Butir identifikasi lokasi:
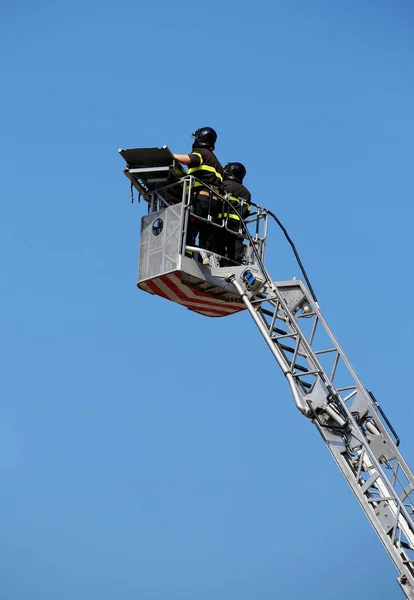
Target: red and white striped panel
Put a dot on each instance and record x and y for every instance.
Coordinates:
(170, 287)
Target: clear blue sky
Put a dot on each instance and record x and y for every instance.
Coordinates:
(142, 445)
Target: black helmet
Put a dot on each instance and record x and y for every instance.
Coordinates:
(235, 171)
(205, 137)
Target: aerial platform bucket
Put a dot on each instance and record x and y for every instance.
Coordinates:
(163, 271)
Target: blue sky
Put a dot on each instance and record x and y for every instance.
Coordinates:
(145, 451)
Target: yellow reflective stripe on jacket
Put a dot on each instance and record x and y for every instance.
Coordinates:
(200, 184)
(205, 168)
(198, 154)
(239, 201)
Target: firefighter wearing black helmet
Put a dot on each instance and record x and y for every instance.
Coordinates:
(203, 164)
(239, 197)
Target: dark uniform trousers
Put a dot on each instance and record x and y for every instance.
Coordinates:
(233, 245)
(205, 203)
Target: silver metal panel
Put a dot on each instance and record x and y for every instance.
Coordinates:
(158, 254)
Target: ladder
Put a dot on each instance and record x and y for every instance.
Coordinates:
(327, 390)
(325, 387)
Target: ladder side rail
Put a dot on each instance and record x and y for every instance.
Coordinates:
(397, 554)
(386, 490)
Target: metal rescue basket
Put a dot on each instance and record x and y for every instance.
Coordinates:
(164, 269)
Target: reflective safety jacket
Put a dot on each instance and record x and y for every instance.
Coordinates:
(239, 197)
(205, 166)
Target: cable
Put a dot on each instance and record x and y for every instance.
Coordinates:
(302, 268)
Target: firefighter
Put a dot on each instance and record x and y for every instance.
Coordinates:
(203, 164)
(239, 197)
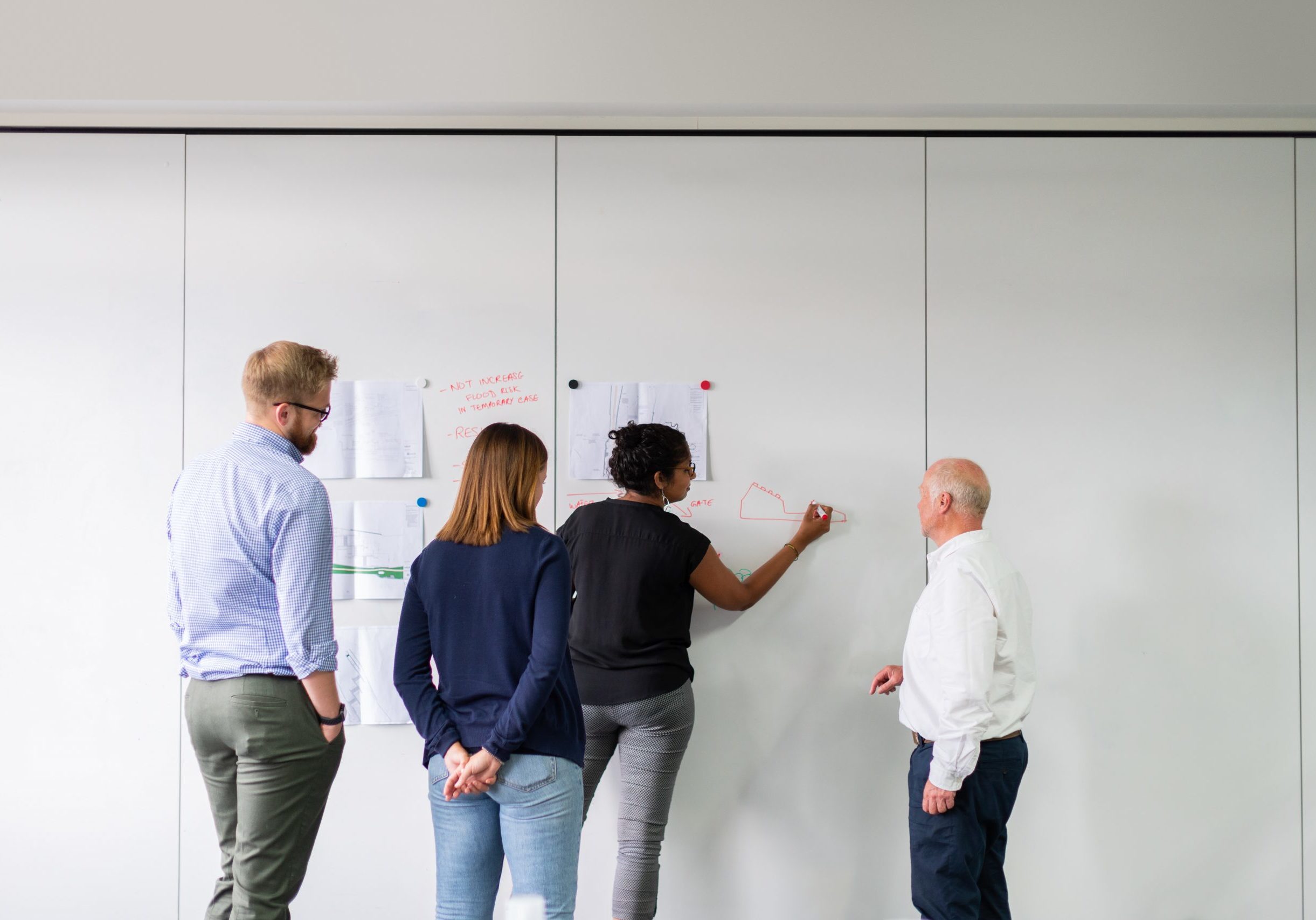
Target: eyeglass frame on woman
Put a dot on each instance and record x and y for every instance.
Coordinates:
(324, 413)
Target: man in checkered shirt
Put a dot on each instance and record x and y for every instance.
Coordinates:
(251, 566)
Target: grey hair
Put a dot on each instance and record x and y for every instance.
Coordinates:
(964, 481)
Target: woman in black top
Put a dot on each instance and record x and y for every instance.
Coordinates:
(636, 569)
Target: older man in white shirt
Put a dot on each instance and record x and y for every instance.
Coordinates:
(968, 674)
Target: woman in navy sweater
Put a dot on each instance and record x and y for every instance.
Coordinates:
(490, 601)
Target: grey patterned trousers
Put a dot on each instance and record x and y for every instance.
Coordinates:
(650, 739)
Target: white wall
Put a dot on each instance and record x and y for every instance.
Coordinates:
(1110, 332)
(787, 271)
(407, 257)
(1305, 178)
(91, 369)
(1111, 336)
(594, 57)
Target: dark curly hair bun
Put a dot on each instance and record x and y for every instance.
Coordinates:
(642, 450)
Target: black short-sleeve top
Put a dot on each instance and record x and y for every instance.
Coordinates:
(631, 566)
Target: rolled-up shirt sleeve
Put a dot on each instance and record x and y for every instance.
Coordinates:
(174, 602)
(302, 562)
(964, 643)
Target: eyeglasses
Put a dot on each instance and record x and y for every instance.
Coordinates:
(323, 414)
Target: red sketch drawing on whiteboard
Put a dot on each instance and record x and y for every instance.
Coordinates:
(763, 505)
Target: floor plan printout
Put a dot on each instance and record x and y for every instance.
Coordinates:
(374, 544)
(374, 432)
(598, 408)
(366, 675)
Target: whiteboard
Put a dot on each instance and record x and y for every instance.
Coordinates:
(1111, 334)
(407, 257)
(787, 273)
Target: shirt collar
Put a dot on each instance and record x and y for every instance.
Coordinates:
(957, 544)
(266, 438)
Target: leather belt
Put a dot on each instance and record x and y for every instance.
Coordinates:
(920, 740)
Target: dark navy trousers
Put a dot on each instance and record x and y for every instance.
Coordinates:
(958, 859)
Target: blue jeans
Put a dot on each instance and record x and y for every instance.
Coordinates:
(532, 815)
(958, 859)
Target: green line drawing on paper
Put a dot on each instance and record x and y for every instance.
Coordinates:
(387, 571)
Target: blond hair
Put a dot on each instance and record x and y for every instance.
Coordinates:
(286, 372)
(498, 486)
(964, 481)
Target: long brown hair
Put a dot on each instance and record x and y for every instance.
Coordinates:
(498, 486)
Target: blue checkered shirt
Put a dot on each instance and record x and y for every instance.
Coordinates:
(251, 545)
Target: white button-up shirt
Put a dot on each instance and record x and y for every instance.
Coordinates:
(969, 670)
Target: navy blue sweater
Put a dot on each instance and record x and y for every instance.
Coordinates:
(495, 619)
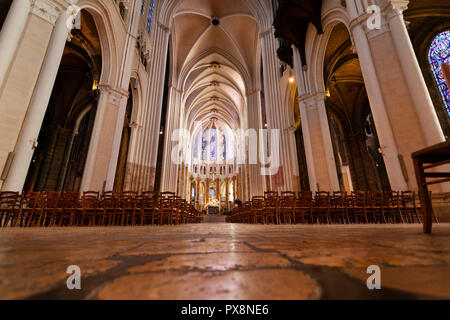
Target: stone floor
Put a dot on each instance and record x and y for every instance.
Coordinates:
(226, 261)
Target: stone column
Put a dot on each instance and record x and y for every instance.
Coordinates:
(234, 189)
(149, 138)
(382, 123)
(11, 33)
(123, 85)
(255, 122)
(218, 190)
(413, 75)
(207, 191)
(169, 170)
(238, 191)
(32, 123)
(317, 155)
(307, 138)
(328, 145)
(227, 191)
(275, 110)
(110, 106)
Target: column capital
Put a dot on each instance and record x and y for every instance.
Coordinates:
(116, 96)
(266, 33)
(46, 9)
(163, 27)
(395, 7)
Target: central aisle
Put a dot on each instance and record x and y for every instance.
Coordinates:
(225, 261)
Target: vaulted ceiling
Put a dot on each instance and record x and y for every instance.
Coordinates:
(291, 23)
(215, 45)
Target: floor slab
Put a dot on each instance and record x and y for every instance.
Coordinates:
(226, 261)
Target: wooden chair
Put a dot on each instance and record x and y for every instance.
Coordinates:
(9, 207)
(359, 206)
(392, 207)
(304, 207)
(149, 207)
(29, 208)
(339, 207)
(377, 206)
(109, 207)
(321, 208)
(409, 207)
(287, 208)
(49, 208)
(256, 212)
(68, 208)
(271, 206)
(127, 206)
(89, 208)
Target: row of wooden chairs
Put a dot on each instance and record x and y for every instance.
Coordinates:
(325, 207)
(48, 209)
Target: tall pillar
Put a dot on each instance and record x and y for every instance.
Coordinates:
(207, 191)
(110, 107)
(169, 170)
(11, 33)
(227, 191)
(234, 189)
(36, 111)
(307, 137)
(413, 75)
(328, 145)
(374, 93)
(218, 190)
(257, 181)
(275, 110)
(321, 171)
(149, 137)
(197, 195)
(123, 85)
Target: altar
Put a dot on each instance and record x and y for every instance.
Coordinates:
(213, 210)
(213, 207)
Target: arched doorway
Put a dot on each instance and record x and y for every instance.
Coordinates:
(59, 160)
(359, 163)
(428, 21)
(121, 171)
(4, 8)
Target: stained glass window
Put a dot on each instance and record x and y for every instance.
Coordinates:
(213, 144)
(196, 147)
(204, 138)
(150, 15)
(143, 7)
(438, 55)
(224, 147)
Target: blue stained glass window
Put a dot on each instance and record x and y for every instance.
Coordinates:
(143, 7)
(150, 15)
(196, 147)
(213, 144)
(224, 147)
(438, 55)
(204, 138)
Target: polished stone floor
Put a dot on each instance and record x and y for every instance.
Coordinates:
(226, 261)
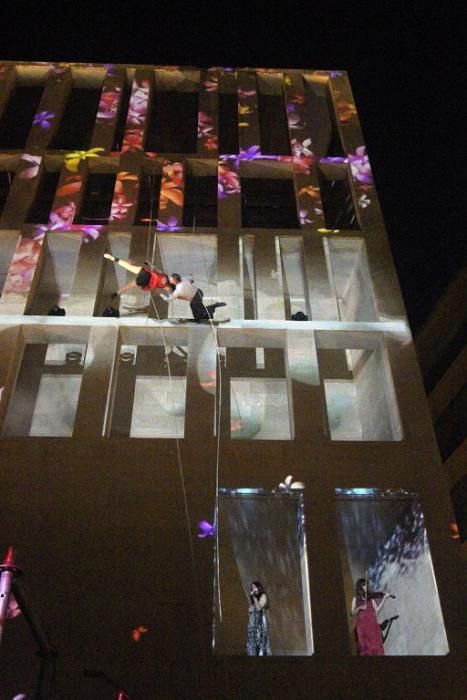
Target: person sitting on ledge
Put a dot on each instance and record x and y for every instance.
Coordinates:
(146, 278)
(186, 290)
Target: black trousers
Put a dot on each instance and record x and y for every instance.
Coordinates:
(198, 309)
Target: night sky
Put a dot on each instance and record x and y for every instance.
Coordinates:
(406, 68)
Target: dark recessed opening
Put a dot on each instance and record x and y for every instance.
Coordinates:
(320, 121)
(274, 131)
(268, 203)
(18, 116)
(6, 178)
(338, 208)
(200, 204)
(42, 205)
(77, 123)
(459, 501)
(173, 123)
(97, 200)
(451, 426)
(122, 117)
(148, 199)
(228, 124)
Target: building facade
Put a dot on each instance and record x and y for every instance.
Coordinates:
(144, 456)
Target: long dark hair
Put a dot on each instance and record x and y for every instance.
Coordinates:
(360, 592)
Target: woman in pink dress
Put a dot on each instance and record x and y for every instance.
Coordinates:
(368, 631)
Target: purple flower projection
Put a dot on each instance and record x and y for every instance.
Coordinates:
(304, 217)
(228, 179)
(206, 529)
(30, 166)
(108, 104)
(359, 165)
(43, 119)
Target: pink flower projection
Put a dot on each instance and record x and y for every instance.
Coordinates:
(29, 166)
(120, 207)
(171, 195)
(108, 104)
(206, 135)
(23, 266)
(359, 166)
(137, 111)
(228, 178)
(126, 188)
(43, 119)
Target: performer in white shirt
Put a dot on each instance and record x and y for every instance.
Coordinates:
(186, 290)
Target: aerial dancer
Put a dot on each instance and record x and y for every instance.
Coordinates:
(257, 642)
(367, 629)
(147, 279)
(185, 290)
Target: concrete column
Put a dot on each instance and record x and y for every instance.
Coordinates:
(305, 390)
(322, 298)
(269, 294)
(88, 279)
(201, 384)
(95, 384)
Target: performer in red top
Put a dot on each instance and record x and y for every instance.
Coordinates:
(146, 278)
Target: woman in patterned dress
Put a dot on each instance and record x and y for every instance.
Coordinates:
(257, 643)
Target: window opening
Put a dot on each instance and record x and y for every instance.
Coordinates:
(262, 538)
(384, 542)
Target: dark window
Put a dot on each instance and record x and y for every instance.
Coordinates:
(6, 178)
(18, 116)
(459, 501)
(173, 123)
(451, 426)
(321, 122)
(228, 124)
(97, 200)
(274, 131)
(268, 203)
(78, 119)
(446, 358)
(200, 204)
(42, 205)
(148, 199)
(122, 117)
(338, 208)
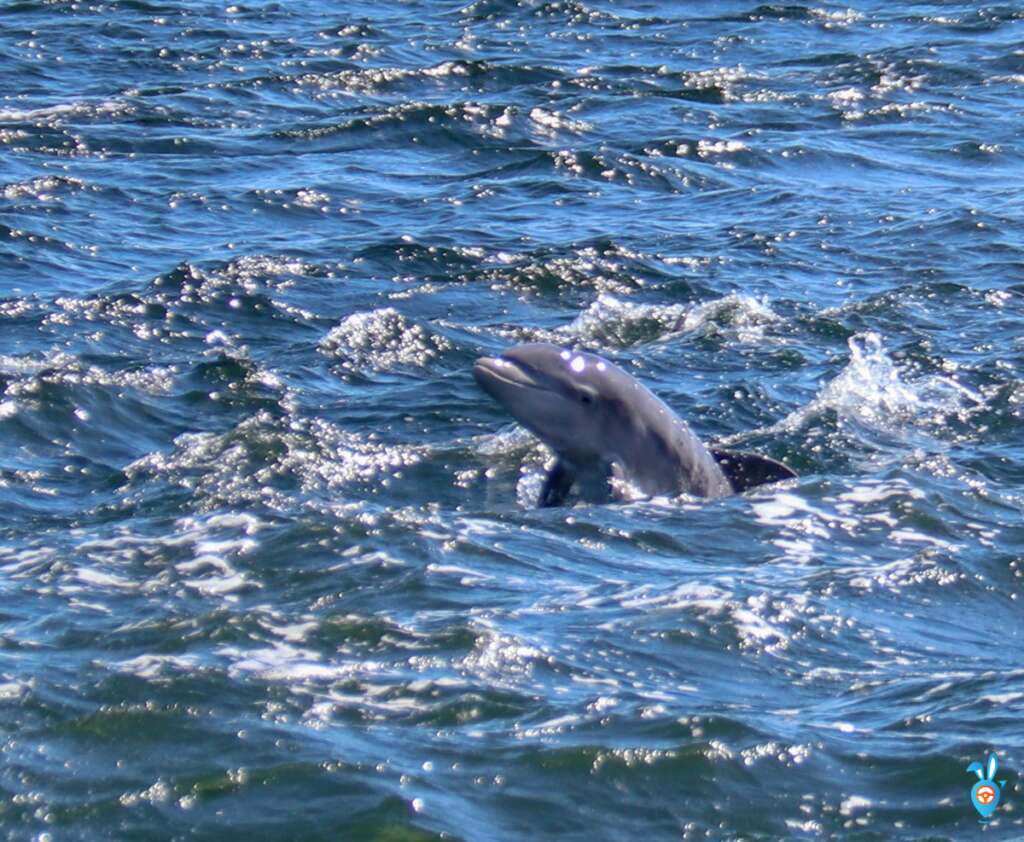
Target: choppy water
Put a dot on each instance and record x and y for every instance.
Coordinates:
(268, 563)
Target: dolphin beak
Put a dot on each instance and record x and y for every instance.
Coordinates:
(491, 372)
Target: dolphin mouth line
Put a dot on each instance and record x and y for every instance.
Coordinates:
(498, 368)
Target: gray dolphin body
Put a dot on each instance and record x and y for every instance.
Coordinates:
(608, 430)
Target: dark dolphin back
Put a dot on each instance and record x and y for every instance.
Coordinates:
(747, 470)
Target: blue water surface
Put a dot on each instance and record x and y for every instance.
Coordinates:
(269, 561)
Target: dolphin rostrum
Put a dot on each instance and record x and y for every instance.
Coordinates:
(609, 432)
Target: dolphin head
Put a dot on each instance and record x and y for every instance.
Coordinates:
(576, 403)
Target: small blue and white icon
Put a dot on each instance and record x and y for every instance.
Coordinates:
(985, 794)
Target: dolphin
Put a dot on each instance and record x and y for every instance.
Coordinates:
(609, 432)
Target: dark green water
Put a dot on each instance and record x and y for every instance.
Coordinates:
(269, 566)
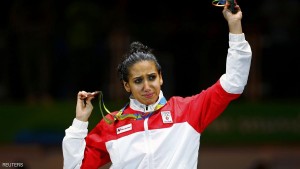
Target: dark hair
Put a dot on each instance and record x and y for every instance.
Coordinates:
(136, 53)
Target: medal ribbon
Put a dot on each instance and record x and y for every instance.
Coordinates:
(121, 116)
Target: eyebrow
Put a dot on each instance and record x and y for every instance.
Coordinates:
(154, 73)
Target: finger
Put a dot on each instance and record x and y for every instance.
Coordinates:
(81, 96)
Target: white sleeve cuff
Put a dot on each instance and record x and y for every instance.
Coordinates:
(80, 124)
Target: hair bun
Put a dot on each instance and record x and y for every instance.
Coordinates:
(137, 46)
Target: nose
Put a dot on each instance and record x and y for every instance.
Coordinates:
(146, 85)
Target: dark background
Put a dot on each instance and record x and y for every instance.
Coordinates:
(52, 49)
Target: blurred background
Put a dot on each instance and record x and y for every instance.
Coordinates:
(52, 49)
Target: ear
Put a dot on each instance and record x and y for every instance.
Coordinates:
(126, 86)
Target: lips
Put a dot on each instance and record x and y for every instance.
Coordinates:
(148, 96)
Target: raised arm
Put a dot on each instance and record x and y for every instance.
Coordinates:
(239, 54)
(74, 141)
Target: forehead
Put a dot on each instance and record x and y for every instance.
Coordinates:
(142, 67)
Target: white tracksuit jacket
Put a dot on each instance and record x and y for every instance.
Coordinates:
(170, 137)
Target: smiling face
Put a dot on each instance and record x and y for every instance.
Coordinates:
(144, 82)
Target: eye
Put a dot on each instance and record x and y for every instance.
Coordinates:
(152, 77)
(138, 80)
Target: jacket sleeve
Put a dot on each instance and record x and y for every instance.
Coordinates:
(74, 144)
(237, 64)
(209, 104)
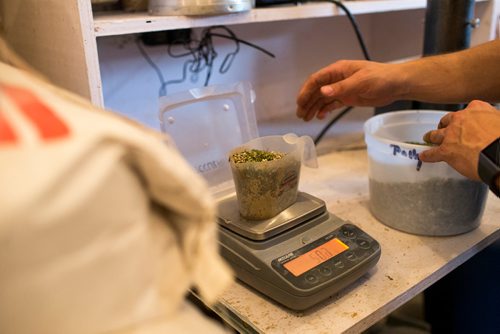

* **Deskripsi Latihan**
Hitunglah berapa baris dalam data di atas yang memuat kata "jacket". Tuliskan angkanya saja.

* **Jawaban di Bawah**
4